▸ Given records
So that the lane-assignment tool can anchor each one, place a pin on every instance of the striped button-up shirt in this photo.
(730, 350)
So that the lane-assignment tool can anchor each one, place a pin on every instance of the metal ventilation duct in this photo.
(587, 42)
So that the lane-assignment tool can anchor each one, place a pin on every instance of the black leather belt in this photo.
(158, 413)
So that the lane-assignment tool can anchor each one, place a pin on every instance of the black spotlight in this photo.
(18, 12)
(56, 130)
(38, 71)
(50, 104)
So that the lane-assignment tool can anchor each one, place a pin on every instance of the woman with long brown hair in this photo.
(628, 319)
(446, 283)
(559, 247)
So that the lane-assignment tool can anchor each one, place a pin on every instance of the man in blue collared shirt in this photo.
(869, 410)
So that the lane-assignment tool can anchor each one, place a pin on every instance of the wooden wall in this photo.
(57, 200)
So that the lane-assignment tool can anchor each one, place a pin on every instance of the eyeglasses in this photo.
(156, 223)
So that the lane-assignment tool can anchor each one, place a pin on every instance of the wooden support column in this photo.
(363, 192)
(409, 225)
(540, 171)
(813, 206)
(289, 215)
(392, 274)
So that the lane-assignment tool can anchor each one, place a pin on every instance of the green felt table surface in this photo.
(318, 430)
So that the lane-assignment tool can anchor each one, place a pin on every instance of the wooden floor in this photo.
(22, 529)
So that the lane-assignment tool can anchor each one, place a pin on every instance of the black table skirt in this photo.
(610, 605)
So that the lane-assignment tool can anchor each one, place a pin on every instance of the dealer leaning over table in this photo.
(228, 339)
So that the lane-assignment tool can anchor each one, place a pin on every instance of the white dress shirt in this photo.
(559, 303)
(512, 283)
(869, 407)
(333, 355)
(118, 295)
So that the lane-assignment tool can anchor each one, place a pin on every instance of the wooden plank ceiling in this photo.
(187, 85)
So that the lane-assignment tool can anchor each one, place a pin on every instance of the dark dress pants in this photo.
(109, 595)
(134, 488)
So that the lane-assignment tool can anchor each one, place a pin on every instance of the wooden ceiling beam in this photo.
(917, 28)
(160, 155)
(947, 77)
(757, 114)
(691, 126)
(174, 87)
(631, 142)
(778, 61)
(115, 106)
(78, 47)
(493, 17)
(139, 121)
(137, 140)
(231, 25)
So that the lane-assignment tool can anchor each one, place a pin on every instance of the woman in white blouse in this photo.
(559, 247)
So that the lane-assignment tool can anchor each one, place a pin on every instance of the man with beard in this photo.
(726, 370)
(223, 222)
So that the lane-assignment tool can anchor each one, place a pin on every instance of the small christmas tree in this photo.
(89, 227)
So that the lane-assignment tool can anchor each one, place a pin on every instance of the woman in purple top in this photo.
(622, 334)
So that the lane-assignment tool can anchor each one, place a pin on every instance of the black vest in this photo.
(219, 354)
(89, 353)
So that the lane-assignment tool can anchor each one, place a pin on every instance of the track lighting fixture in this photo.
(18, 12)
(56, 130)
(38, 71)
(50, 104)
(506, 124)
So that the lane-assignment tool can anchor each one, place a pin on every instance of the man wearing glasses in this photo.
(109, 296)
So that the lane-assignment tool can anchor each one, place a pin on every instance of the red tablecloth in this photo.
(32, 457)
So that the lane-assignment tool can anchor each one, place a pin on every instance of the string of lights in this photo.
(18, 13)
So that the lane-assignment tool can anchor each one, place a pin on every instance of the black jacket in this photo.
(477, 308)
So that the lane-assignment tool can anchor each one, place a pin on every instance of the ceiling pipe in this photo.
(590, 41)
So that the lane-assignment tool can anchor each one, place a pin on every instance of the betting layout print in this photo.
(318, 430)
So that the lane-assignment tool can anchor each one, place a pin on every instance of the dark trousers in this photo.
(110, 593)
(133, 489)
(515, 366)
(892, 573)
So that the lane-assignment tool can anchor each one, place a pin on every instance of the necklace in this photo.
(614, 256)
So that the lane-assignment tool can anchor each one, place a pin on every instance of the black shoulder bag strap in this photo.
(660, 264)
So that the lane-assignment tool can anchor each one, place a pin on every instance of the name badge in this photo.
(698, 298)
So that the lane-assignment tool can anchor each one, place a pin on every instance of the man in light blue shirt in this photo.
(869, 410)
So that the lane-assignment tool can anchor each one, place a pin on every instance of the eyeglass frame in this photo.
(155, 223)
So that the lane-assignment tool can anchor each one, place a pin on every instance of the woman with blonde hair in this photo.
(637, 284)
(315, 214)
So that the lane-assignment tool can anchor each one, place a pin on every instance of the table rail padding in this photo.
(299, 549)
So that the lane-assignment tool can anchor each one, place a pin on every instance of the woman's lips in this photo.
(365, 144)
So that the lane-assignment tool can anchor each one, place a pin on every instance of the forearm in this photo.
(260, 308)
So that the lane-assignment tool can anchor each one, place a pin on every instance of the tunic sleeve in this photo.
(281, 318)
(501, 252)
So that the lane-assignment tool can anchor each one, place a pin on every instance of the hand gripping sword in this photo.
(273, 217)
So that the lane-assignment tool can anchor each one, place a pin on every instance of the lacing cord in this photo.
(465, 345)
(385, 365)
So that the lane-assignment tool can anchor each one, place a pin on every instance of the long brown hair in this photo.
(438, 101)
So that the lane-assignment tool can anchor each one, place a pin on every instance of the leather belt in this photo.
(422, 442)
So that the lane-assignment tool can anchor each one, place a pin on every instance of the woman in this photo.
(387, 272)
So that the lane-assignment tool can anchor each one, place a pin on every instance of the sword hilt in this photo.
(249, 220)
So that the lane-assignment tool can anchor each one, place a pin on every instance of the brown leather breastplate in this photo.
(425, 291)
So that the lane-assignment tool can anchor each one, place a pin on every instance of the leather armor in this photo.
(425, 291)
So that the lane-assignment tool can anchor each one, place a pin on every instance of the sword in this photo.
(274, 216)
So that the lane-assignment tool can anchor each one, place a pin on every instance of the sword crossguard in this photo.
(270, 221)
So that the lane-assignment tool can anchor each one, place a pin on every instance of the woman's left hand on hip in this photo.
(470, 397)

▸ Directions
Return all of the data above word for word, with every line unchanged.

▸ Solved exercise
So that the lane-assignment tool can anchor each one, place a pin on every instance of the striped button-up shirt in this photo.
(730, 350)
So that the lane-assignment tool can anchor each one, place a pin on every instance of the metal ventilation duct in this photo.
(587, 42)
So that the lane-assignment tool can anchor each one, place a pin on every instance of the black leather belt in this photo.
(158, 413)
So that the lane-assignment tool can anchor each one, place a pin on every instance of the black spotlight in this photo.
(18, 12)
(56, 130)
(38, 71)
(50, 104)
So that the lane-assignment tool can anchor each one, place a pin on every instance of the woman with long brown hair in this photo.
(628, 319)
(446, 283)
(559, 247)
So that the lane-assignment tool can anchor each one, place a pin on every instance of the man in blue collared shirt in this photo.
(869, 410)
So that the lane-assignment tool can anchor each one, place a pin on every instance of the wooden wall in this photo.
(57, 200)
So that the lane-assignment tool can anchor each one, place a pin on every instance of the eyeglasses in this photo.
(156, 223)
So that the lane-assignment tool can anchor each one, place a pin on every instance of the wooden support column in this photo.
(363, 192)
(409, 225)
(540, 171)
(813, 206)
(289, 215)
(392, 274)
So that the lane-assignment tool can anchor each one, place a pin on every instance of the green felt table surface in this photo.
(318, 430)
So that the lane-assignment tool can anchor each one, place a pin on every instance of the wooden floor in this photo.
(22, 529)
So that the lane-assignment tool can anchor each one, place a pin on every instance of the black table skirt in this photo.
(610, 605)
So that the lane-assignment tool can anchor each one, place a pin on every instance of the dealer leaning over table in this photo.
(228, 339)
So that the lane-assignment tool can anchor each one, place a pin on every instance of the white dress shirt in this photo.
(559, 303)
(512, 283)
(869, 407)
(333, 355)
(118, 295)
So that the lane-assignment tool can anchor each one, place a pin on every instance of the wooden plank ceiling in this photo.
(187, 85)
So that the lane-assignment tool can anchor each one, place a pin on every instance of the dark dress pants in this photo.
(109, 595)
(134, 488)
So that the lane-assignment tool can anchor each one, place a pin on every instance of the wooden ceiling beam in this photo.
(917, 28)
(160, 155)
(947, 77)
(757, 114)
(691, 126)
(174, 87)
(631, 142)
(778, 61)
(115, 106)
(78, 47)
(493, 17)
(139, 121)
(137, 140)
(231, 25)
So that the lane-assignment tool can anchor each one, place a pin on every instance of the woman in white blouse in this photo.
(559, 247)
So that the lane-assignment tool can anchor each one, place a pin on every instance of the man with beard in this photo.
(726, 370)
(223, 222)
So that the lane-assignment tool can anchor each one, place a pin on every instance of the small christmas tree in this photo.
(89, 227)
So that the lane-assignment tool can anchor each one, place a pin on every instance of the woman in purple top in this photo.
(622, 334)
So that the lane-assignment tool can anchor each one, place a pin on every instance of the black vest in this photo.
(219, 354)
(89, 353)
So that the lane-assignment tool can anchor each one, place a pin on every instance of the track lighting fixture in this photo.
(18, 12)
(56, 130)
(38, 71)
(50, 104)
(506, 124)
So that the lane-assignment tool can anchor each one, place a pin on every instance of the man wearing glasses in this photo.
(109, 296)
So that the lane-assignment tool can anchor each one, place a pin on every instance of the red tablecloth in this photo.
(32, 457)
So that the lane-assignment tool can anchor each one, place a pin on every instance of the string of lights in this photo.
(18, 13)
So that the lane-assignment tool can anchor each one, place a pin on every instance of the black jacket in this photo.
(477, 308)
So that the lane-assignment tool can anchor each one, place a pin on every instance of the ceiling pipe in this photo.
(590, 41)
So that the lane-assignment tool can anchor each one, place a pin on every instance of the betting layout print in this photo.
(318, 430)
So that the lane-assignment tool can anchor each one, place a pin on every instance of the dark trousers in this photo.
(110, 593)
(133, 489)
(515, 366)
(892, 573)
So that the lane-assignment tool can anchor each one, place a pin on every instance of the necklace in this photo.
(614, 256)
So that the lane-assignment tool can anchor each one, place a pin on every instance of the black shoulder bag strap in this photo.
(660, 264)
So that the lane-assignment tool can anchor each one, place a pin on every instance of the name badge in this photo.
(698, 298)
So that the lane-assignment tool can anchor each one, place a pin on every instance of the man in light blue shirt in this photo.
(869, 410)
So that the lane-assignment tool can anchor each one, place a pin on every instance of the eyeglass frame in this photo.
(155, 223)
So that the lane-assignment tool can anchor each one, place a pin on every instance of the woman with blonde hair in this photo.
(637, 284)
(315, 214)
So that the lane-assignment tool can anchor each one, place a pin on every instance of the table rail padding in this photo.
(299, 549)
So that the lane-assignment tool can anchor each one, place a pin on every instance of the woman's lips in this photo.
(365, 144)
So that the lane-assignment tool can anchor each one, place a pin on every instance of the forearm in this photo.
(260, 308)
So that the lane-assignment tool can anchor each one, place a pin on every instance of the tunic sleeve in this photo.
(281, 318)
(501, 252)
So that the lane-assignment tool can anchor each one, place a pin on every instance of the hand gripping sword in this photo.
(273, 217)
So that the lane-assignment tool can anchor each one, place a pin on every instance of the lacing cord in this photo.
(465, 345)
(385, 365)
So that the lane-assignment tool can anchor each one, place a pin on every instance of the long brown hair in this photo.
(438, 101)
So that the lane-assignment tool can anchor each one, place a pin on every instance of the leather belt in this photo.
(422, 442)
So that the lane-assignment tool can anchor each one, place a pin on every instance of the woman in this photo.
(387, 272)
So that the lane-assignment tool can anchor each one, place a pin on every instance of the sword hilt in this photo.
(249, 220)
So that the lane-assignment tool can anchor each one, place a pin on every instance of the brown leather breastplate in this photo.
(425, 291)
So that the lane-assignment tool can anchor each one, place a pin on every instance of the leather armor in this photo.
(425, 291)
So that the lane-assignment tool can anchor each one, place a pin on every instance of the sword in this photo.
(274, 216)
So that the lane-assignment tool can anchor each one, place a pin on every instance of the sword crossguard in this photo.
(270, 221)
So that the lane-assignment tool can anchor each one, place a pin on every instance of the woman's left hand on hip in this photo.
(470, 397)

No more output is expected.